> SET OF TASKS:
A – Answer these from the Packmol instructions, each on its own line marked the same way:
(i) Which file do you get by clicking the Download link?
(ii) Which distance tolerance is suggested for systems at room temperature and pressure with coordinates in Angstroms?
(iii) Which parameter should be decreased if running Packmol gives the message "Killed"?
B – Render this sentence from the Packmol instructions in Spanish: "A good idea is to check if your constraints are correct by using the "check" keyword in the input file."
C – List every output file type that the Packmol instructions say can be set with the filetype line.

> PAGE EXCERPT:
Of course, you also need the Packmol package, which you can get from
  http://www.ime.unicamp.br/~martinez/packmol
by clicking on the Download link. By following this link you will download the file packmol.tar.gz which contains the whole source code of Packmol.

If you plan to use MOLDY as your MD package, read THIS.

How to compile Packmol

Once you have downloaded the packmol.tar.gz file from the home-page, you need to expand the files and compile the package. This is done by:

Expanding the files:
  tar -xvzf packmol.tar.gz
This will create a directory called packmol inside which you can find the source code. You can build the executable by:
  cd packmol
  make
That's it, if no error was reported the packmol executable was built.

-----

If you have problems, let the configure script find a suitable compiler for you:

chmod +x ./configure (this makes the script executable)

./configure (this executes the script)

If the script was not able to find a suitable compiler, then you can manually set the compiler by:

./configure /path/to/your/compiler/yourcompiler

Then, run the "make" command again:

make

If no error was detected, an executable called packmol is now ready.

Running Packmol

Once you have compiled and built your input file, run Packmol with

packmol < packmol.inp

Were packmol.inp is the input file (you can obtain example files by clicking at the 'Input examples' link on the left).

A successful packing will end with something like

------------------------------
Success!
Final objective function value: .22503E-01
Maximum violation of target distance: 0.000000
Maximum violation of the constraints: .78985E-02

------------------------------


Where the maximum violation of the target distance indicates the difference between the minimum distance between atoms required by the user and that of the solution. It will not be greater than 10-2 The maximum violation of the constrains must not be greater than 10-2.

A good idea is to check if your constraints are correct by using the "check" keyword in the input file. With this option a rough initial approximation will be built but no actual packing will be performed. You can look at the output to see if the molecules are within the desired regions (but do not expect a good structure at this point!). Just add the word "check" to any line of your input file (available since 28 Feb 2008).



Common issues:

- If you get "Command not found" when running Packmol, use
./packmol < packmol.inp
(with a "./" before "packmol") or add the directory where the packmol executable is located to your path.

- If you run packmol and get the message "Killed", this is because the package is trying to allocate more memory than available for static storage. Open the "sizes.i" file and decrease the "maxatom" parameter to the number of atoms of your system, compile the package again, and try again.

Basic input structure

The minimal input file must contain the distance tolerance required (for systems at room temperature and pressure and coordinates in Angstroms, 2.0 Å is a good value [note]). This is specified with

tolerance 2.0

The file must contain also the name of the output file to be created, specified with

output test.pdb

and the file type (pdb, tinker, xyz or moldy, pdb is the default value),

filetype pdb

At least one type of molecule must be present. This is set by the structure ... end structure section, for example, if water.pdb is the file containing the coordinates of a single water molecule, you could add to your input file something like

structure water.pdb
  number 2000
  inside cube 0. 0. 0. 40.

> EXTRACTED MATERIAL:
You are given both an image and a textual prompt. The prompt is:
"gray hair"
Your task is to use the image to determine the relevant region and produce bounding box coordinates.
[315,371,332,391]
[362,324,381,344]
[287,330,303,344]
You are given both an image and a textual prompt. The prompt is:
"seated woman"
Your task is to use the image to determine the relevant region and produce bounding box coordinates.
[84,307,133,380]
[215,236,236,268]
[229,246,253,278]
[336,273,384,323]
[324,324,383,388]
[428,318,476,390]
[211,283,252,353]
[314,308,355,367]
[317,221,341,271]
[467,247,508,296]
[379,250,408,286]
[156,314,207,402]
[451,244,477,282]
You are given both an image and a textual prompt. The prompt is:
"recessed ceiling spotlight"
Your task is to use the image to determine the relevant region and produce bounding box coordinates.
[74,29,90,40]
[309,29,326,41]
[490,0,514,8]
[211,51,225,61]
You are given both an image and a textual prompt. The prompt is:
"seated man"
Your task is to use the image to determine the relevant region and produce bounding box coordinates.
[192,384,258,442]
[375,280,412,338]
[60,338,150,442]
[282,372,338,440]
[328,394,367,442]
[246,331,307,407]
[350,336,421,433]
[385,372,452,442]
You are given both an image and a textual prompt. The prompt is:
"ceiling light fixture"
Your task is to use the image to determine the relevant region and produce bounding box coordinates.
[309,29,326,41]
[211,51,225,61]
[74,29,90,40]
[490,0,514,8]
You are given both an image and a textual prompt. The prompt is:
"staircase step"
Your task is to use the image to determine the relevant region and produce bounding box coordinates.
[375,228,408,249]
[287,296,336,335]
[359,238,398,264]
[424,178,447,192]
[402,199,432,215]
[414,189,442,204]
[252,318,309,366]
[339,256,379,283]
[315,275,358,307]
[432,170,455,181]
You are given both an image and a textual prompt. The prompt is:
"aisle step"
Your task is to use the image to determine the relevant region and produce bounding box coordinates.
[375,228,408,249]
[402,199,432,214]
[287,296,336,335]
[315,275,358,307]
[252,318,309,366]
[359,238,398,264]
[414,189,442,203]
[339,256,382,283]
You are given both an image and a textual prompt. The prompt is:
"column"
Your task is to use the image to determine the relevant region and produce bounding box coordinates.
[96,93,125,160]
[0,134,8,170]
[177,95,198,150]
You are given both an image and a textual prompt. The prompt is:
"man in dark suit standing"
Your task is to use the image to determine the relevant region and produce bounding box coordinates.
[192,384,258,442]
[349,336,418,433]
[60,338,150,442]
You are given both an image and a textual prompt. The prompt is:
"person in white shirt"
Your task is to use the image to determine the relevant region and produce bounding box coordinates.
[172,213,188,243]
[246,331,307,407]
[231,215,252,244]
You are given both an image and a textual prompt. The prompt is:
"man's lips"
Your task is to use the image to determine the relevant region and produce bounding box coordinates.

> ANSWERS:
A –
(i) packmol.tar.gz
(ii) 2.0 Å
(iii) maxatom, in the "sizes.i" file

B – Una buena idea es comprobar si sus restricciones son correctas usando la palabra clave "check" en el archivo de entrada.

C – pdb, tinker, xyz, moldy